I sit ugly, like a duck waiting to exhale, in a crowded jeepney on the way to somewhere that seems like nowhere on a morning like this. The old car is at the shop undergoing check-up after wading (Inay, sinking) through floods the week past.
I go public transport. I kid myself I’m stuck here in Dante Alighieri’s first circle of hell because I want to observe the human condition in the city of my dreams of long ago.
I’m kidding myself to death. I go through a nightmare so early in the morning with my eyes wide awake.
I look closely at the women in the jeepney with me. The 20-something girl who just boarded the jeep in front of Santo Domingo church along Quezon Avenue is all spruced up.
She is on her way to work, in a black skirt, cream blouse, and black stockings. Her complete get-up this morning must cost her more than her daily wage of roughly 650 pesos, contractual, less tax.
She quickly puts out her mobile phone and fiddles with it as soon as she settles on a sunken portion of the 10-person capacity seater. She must be texting her boyfriend or mother to assure him or her that she has gotten a ride at last.
Like me, it must have taken her at least 45 minutes to flag a fleeting jeep, taxi or bus. I fear for her cellphone, which looks expensive, as the area between Araneta Avenue and Welcome Rotunda is notorious for hold uppers boarding jeepneys, posing as regular passengers. Not content with texting, she dials her boyfriend’s number, settling an issue.

(Dataset excerpt)
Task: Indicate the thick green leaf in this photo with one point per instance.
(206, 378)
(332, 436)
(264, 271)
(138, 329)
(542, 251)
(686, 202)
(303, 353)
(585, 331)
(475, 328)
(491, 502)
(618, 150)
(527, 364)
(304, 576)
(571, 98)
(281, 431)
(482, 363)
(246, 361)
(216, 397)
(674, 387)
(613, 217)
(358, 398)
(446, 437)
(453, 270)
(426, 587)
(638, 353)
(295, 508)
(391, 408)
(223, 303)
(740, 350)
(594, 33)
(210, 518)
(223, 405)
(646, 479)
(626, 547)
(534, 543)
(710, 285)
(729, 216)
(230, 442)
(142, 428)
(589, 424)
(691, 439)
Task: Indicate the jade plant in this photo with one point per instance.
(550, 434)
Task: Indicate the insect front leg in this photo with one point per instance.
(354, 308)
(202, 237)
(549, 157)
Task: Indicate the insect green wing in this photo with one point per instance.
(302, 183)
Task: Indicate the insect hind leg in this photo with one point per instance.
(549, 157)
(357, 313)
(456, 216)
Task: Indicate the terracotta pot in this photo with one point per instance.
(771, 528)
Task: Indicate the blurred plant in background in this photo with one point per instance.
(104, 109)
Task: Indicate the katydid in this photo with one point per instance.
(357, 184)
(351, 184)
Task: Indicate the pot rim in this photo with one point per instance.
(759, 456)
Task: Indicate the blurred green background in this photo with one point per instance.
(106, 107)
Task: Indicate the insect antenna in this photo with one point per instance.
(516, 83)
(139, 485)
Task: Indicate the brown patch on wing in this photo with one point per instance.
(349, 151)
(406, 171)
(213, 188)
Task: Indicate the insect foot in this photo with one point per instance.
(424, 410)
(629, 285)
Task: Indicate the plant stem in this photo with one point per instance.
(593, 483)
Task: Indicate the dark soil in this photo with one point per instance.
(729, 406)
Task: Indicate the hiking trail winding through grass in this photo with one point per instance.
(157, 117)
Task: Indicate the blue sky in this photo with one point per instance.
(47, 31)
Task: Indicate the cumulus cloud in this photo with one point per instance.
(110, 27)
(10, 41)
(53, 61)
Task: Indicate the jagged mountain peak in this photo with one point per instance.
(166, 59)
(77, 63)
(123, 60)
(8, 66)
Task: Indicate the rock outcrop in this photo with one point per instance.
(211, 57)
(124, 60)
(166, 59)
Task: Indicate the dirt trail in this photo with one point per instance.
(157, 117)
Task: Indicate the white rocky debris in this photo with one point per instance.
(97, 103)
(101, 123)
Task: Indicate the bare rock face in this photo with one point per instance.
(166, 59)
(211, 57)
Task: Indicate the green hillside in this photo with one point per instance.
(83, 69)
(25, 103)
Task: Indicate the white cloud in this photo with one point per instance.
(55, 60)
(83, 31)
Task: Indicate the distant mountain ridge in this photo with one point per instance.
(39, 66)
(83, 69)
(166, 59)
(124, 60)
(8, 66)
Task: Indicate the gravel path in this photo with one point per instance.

**Problems and tasks**
a – In the jeepney essay, why is the narrator riding public transport that morning?
b – Rewrite the jeepney essay starting with "Like me, it" and going on through "settling an issue.", putting "robbers" in place of "hold uppers".
c – Extend the jeepney essay, picking up right after its final sentence.
You can do without the rows.

**Written answers**
a – The narrator's old car is at the shop for a check-up after wading through floods the week before, so the narrator is taking public transport instead.

b –
Like me, it must have taken her at least 45 minutes to flag a fleeting jeep, taxi or bus. I fear for her cellphone, which looks expensive, as the area between Araneta Avenue and Welcome Rotunda is notorious for robbers boarding jeepneys, posing as regular passengers. Not content with texting, she dials her boyfriend’s number, settling an issue.

c –
“Basta, promise me you’ll be faithful, ha,” she swears.
Beside Office Girl is a working mother who must be in her 50s. From her uniform, a mixture of light blue and cream, she must be a clerk or something at a government office downtown. Perhaps, a harassed public school teacher.
She carries a black shoulder bag, a green eco bag that contains her lunch and some folders.
She also puts out her mobile, calls someone at home to give instructions. She speaks of putting out frozen chicken wings from the refrigerator as the family’s lunch. She is one woman too many.
She tells the person on the other line to be careful when taking a cab, or crossing the street, or even hanging out at some coffee shop in Quezon City or anywhere in this city of flitting jeepneys and faded dreams. Girls can get robbed and raped at the same time in cafes these days. Or so says the news on TV.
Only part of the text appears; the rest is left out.